Direction
Pull out every line below that contains the word "jacket", treating uppercase and lowercase as different.

*** Data supplied

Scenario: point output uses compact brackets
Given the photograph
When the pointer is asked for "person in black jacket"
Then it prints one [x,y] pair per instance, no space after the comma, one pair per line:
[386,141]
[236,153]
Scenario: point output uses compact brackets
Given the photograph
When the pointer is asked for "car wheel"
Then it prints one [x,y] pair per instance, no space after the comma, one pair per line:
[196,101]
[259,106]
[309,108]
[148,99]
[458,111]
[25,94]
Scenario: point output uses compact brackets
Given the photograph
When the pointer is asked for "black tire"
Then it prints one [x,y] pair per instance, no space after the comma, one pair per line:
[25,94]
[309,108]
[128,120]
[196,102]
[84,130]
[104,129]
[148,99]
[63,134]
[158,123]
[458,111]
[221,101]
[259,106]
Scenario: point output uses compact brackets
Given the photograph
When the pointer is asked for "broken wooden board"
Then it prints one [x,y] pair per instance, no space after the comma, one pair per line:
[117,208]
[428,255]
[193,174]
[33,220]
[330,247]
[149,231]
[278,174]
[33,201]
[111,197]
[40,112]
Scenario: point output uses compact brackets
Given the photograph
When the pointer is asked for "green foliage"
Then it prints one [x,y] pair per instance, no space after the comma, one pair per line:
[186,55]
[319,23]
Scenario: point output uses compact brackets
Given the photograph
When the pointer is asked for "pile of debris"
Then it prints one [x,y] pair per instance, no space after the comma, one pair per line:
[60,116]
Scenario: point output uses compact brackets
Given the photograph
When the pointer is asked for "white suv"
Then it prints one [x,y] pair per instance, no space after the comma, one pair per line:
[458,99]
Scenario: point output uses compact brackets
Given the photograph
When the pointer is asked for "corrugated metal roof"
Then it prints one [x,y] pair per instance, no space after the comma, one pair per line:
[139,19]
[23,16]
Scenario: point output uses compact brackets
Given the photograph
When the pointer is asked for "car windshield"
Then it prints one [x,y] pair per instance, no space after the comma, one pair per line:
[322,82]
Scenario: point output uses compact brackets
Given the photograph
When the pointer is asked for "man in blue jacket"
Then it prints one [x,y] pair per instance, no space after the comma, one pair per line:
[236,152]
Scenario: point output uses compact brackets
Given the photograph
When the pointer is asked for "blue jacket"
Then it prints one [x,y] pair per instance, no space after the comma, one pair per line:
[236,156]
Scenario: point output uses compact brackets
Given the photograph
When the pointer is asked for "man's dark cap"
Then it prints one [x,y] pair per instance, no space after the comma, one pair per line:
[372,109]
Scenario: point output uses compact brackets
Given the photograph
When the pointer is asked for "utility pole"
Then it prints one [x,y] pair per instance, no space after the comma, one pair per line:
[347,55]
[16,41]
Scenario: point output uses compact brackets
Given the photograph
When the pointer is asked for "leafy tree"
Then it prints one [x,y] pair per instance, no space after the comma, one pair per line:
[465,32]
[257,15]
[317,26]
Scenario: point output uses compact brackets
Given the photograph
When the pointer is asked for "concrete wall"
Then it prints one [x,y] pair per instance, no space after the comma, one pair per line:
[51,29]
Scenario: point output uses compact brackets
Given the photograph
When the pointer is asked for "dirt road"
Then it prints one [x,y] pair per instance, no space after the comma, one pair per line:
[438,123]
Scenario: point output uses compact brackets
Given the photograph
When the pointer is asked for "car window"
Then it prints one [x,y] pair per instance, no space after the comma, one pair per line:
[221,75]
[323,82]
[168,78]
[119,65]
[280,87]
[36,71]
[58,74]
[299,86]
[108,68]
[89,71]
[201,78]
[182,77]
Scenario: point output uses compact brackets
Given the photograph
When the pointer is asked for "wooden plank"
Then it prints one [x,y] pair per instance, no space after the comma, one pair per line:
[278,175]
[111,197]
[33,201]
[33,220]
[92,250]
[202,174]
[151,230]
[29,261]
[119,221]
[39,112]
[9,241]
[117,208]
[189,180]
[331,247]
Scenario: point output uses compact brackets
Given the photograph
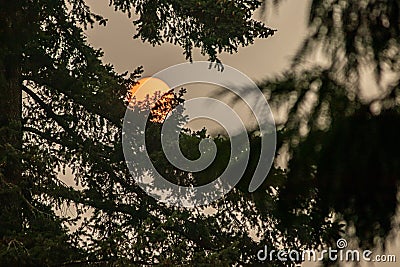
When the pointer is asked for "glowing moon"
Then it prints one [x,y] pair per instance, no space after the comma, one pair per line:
[148,86]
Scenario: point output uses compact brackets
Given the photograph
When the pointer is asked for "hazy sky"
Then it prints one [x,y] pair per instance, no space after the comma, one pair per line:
[264,59]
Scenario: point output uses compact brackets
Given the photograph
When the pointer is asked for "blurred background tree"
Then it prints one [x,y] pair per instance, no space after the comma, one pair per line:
[338,111]
[61,109]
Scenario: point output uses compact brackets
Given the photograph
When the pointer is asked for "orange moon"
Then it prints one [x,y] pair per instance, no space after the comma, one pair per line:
[148,87]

******

Solution to this task
When the pointer is asked for "person in black jacket"
When the pointer is asked for "man in blue jacket"
When the pointer is asked for "blue jacket"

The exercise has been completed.